-- begin Records for processing --
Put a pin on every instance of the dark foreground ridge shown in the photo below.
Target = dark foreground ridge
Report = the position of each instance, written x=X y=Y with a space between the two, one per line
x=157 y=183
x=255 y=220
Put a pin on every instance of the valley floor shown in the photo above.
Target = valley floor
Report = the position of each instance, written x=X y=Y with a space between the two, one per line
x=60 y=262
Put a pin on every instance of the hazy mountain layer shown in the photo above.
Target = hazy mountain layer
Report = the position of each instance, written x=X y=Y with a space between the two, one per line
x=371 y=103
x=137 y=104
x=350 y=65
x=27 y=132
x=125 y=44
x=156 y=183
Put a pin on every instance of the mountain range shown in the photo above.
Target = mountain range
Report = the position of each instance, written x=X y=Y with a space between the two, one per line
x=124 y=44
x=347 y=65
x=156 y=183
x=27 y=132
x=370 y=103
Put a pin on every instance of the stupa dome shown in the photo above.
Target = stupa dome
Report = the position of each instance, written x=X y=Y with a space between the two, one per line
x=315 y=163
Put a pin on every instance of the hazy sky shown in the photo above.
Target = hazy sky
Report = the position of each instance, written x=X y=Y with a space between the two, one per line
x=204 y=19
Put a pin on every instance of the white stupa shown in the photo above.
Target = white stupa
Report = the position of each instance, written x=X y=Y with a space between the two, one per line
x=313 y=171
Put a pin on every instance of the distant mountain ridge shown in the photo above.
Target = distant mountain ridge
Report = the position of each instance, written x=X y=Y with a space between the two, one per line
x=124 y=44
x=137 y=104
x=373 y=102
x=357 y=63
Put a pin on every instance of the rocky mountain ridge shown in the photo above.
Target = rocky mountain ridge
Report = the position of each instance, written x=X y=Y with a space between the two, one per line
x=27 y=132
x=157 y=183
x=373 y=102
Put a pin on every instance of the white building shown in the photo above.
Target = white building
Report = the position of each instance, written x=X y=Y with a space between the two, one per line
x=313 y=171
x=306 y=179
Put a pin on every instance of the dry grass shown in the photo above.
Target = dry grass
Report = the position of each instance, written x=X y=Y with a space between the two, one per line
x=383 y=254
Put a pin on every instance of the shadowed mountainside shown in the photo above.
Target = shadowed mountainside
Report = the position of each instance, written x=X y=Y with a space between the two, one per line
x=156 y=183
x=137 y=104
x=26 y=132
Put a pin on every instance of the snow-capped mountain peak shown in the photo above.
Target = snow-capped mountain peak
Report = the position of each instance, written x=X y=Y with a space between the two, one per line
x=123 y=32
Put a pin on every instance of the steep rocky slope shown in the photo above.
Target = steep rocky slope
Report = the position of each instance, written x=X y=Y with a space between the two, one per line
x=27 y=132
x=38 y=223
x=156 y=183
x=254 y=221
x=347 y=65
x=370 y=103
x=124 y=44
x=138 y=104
-- end Records for processing --
What the task asks | Copy all of the material above word for word, with every line unchanged and in its original order.

Written reply |
Put a pin on every instance of the dark foreground ridge shown in the photo below.
Target = dark foreground ridge
Report = the position of each instance, written x=X y=Y with a space between the two, one per line
x=157 y=183
x=255 y=220
Put a pin on every instance of the valley floor shown in the photo above.
Target = valley floor
Report = the position of each instance, written x=X y=Y with a space between the two, one per line
x=60 y=262
Put a pin on every instance of the hazy mountain layer shown in the photo above.
Target = hazy mountain layer
Report = the position of each instance, written x=X y=Y with a space between the two, one per line
x=371 y=103
x=137 y=104
x=350 y=65
x=27 y=132
x=125 y=44
x=156 y=183
Put a pin on every instance of the mountain range shown in the photo above.
Target = mountain range
Report = the position of each instance, written x=X y=Y with a space between the two, one per line
x=124 y=44
x=347 y=65
x=156 y=183
x=27 y=132
x=370 y=103
Put a pin on every instance of the stupa dome shown in the photo above.
Target = stupa dome
Report = the position of each instance, written x=X y=Y with a space between the two, one per line
x=315 y=163
Put a pin on every instance of the hazy sky shown in the photo above.
Target = hazy sky
Report = the position of each instance, written x=X y=Y with a space between the two, one per line
x=204 y=19
Put a pin on every instance of the white stupa shown in the photo above.
Target = white stupa
Report = the position of each instance, written x=X y=Y with a space between the two, one per line
x=313 y=171
Put a pin on every instance of the distant mountain ridge shown in the photo above.
Target = distant mountain ridge
Report = the position of each instance, written x=X y=Y with a space between the two, one per line
x=124 y=44
x=137 y=104
x=373 y=102
x=357 y=63
Put a pin on every instance of the rocky mountain ridge shown in the photo above.
Target = rocky mountain ridge
Report = the position of each instance, written x=X y=Y with a space between the two, one per line
x=27 y=132
x=157 y=183
x=373 y=102
Put a pin on every instance of the white building shown in the photo above.
Target = white building
Report = the position of each instance, written x=X y=Y with a space between the two, one per line
x=313 y=171
x=306 y=179
Put a pin on every instance of the dry grass shown in the photo above.
Target = dry grass
Report = the position of each instance, written x=X y=Y with a space between the two, one per line
x=383 y=254
Put a pin on every instance of the shadowed mountainside shown in the photo above.
Target = shadowed mountainside
Report = the position of each instance, written x=X y=Y with a space between the two, one per line
x=156 y=183
x=137 y=104
x=26 y=132
Put a pin on every instance of the snow-capped mountain peak shown in the photo above.
Target = snow-capped mountain peak
Report = the position of each instance, written x=X y=Y with a space between the two, one per line
x=123 y=32
Put a pin on every instance of the steep rocky slope shown in the photo above.
Target = steep rocky slope
Report = the position of each instance, written x=X y=Y with a space between the two, one per line
x=27 y=132
x=38 y=223
x=156 y=183
x=254 y=221
x=347 y=65
x=370 y=103
x=124 y=44
x=138 y=104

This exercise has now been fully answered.